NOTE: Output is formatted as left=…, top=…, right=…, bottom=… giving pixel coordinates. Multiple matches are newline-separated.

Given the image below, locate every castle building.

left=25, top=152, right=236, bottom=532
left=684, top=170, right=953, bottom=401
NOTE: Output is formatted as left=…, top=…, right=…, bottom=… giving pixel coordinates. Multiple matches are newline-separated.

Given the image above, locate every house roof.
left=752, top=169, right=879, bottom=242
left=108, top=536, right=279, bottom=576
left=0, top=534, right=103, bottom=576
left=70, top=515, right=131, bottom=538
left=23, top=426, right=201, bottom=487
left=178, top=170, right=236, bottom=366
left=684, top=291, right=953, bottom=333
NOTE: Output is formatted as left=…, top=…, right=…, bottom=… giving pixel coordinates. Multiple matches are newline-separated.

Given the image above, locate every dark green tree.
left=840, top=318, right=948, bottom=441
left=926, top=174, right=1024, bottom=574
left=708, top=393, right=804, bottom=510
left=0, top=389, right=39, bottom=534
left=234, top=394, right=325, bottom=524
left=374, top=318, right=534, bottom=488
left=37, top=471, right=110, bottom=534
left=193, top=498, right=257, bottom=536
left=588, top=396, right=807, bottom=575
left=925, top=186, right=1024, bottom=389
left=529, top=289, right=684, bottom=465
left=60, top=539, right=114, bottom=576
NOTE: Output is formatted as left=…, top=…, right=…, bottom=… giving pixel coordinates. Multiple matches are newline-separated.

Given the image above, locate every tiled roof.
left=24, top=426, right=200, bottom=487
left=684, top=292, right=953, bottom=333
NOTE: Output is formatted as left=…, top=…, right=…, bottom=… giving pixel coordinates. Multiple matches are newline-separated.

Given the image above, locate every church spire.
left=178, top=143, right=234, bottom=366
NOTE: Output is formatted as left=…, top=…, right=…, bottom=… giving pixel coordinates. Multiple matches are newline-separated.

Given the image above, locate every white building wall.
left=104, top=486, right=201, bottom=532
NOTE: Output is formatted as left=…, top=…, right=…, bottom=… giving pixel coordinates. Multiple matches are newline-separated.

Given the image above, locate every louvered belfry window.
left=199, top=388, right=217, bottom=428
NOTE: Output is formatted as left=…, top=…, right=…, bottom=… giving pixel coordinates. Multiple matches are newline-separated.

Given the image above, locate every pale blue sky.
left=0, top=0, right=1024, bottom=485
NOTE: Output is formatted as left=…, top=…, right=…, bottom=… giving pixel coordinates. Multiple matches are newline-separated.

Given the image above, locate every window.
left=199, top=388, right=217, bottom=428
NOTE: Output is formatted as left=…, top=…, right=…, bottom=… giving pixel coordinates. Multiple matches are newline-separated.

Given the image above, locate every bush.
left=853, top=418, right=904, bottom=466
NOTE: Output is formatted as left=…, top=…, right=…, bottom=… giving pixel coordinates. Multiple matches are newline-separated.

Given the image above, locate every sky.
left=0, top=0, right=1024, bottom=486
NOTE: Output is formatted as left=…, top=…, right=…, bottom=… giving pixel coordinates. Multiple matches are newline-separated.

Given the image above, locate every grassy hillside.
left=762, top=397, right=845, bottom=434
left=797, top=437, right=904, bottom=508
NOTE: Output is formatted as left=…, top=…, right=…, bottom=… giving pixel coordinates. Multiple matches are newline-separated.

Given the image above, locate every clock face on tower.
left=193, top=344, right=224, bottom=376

_ _ _ _

**THE TASK**
Copy all the records above verbatim, line by line, keeping every line and blank line in its original order.

**EXERCISE RESPONSE**
NOTE: Output is formatted as left=…, top=…, right=…, bottom=… giving pixel coordinates. Multiple matches are newline-separated.

Given the image below, locate every castle building.

left=25, top=152, right=236, bottom=532
left=684, top=170, right=953, bottom=401
NOTE: Output is formatted as left=…, top=…, right=…, bottom=… giving pixel coordinates. Multiple matches are newline-separated.

Given the image above, locate every house roof.
left=752, top=169, right=879, bottom=242
left=108, top=536, right=279, bottom=576
left=0, top=534, right=103, bottom=576
left=70, top=515, right=131, bottom=538
left=23, top=426, right=201, bottom=487
left=178, top=170, right=236, bottom=366
left=684, top=291, right=953, bottom=333
NOTE: Output is formatted as left=…, top=…, right=…, bottom=… giving pixel coordinates. Multiple matches are newline-separated.

Given the image above, locate every dark green tree.
left=840, top=318, right=948, bottom=441
left=926, top=174, right=1024, bottom=574
left=708, top=393, right=804, bottom=510
left=0, top=389, right=39, bottom=534
left=234, top=394, right=325, bottom=524
left=374, top=318, right=534, bottom=488
left=37, top=471, right=110, bottom=534
left=193, top=498, right=257, bottom=536
left=588, top=396, right=807, bottom=575
left=925, top=186, right=1024, bottom=389
left=529, top=289, right=684, bottom=465
left=60, top=539, right=114, bottom=576
NOTE: Output is formatted as left=…, top=…, right=…, bottom=… giving pixel coordinates. Multiple matches are newline-separated.

Given the image above, locate every tiled roof.
left=24, top=426, right=200, bottom=487
left=684, top=292, right=953, bottom=333
NOTE: Output is formatted as left=…, top=…, right=…, bottom=… giving pixel coordinates. Multiple matches are newline-separated.

Given the image above, locate every church spire.
left=178, top=143, right=234, bottom=366
NOTE: Output is formatted as left=…, top=…, right=…, bottom=… giving pixel coordinates. Multiple matches are newline-separated.

Given the image above, locate every white building wall.
left=104, top=486, right=201, bottom=532
NOTE: Output is formatted as left=…, top=…, right=…, bottom=… giving pixel coordinates. Multiple matches are newline-separated.

Given the image above, locate every louvered belfry window.
left=199, top=388, right=217, bottom=428
NOTE: Output is formatted as left=…, top=…, right=…, bottom=… giving pixel coordinates. Multiple matches are newline-separated.

Given the image above, locate every pale blue sky.
left=0, top=0, right=1024, bottom=485
NOTE: Output is formatted as left=…, top=…, right=…, bottom=… giving pixel coordinates. Multiple matches are newline-separated.

Given the image above, locate every window.
left=199, top=388, right=217, bottom=428
NOTE: Output is formatted as left=…, top=…, right=…, bottom=… giving pixel coordinates. Multiple matches are newline-separated.

Given the image above, locate every bush.
left=853, top=418, right=904, bottom=466
NOTE: Output is formatted as left=…, top=…, right=…, bottom=… giving pixel coordinates. Multiple matches are newline-separated.

Given the image above, locate every sky.
left=0, top=0, right=1024, bottom=486
NOTE: Output is formatted as left=…, top=…, right=…, bottom=… giving pixel coordinates. Multiple matches are newline-separated.

Given the image above, locate every grassy hillside.
left=762, top=397, right=845, bottom=434
left=797, top=437, right=904, bottom=508
NOTE: Output is formatted as left=…, top=…, right=…, bottom=… giving pixel coordinates. Multiple matches are newline-separated.

Given the image above, locate every clock face on tower.
left=193, top=344, right=224, bottom=376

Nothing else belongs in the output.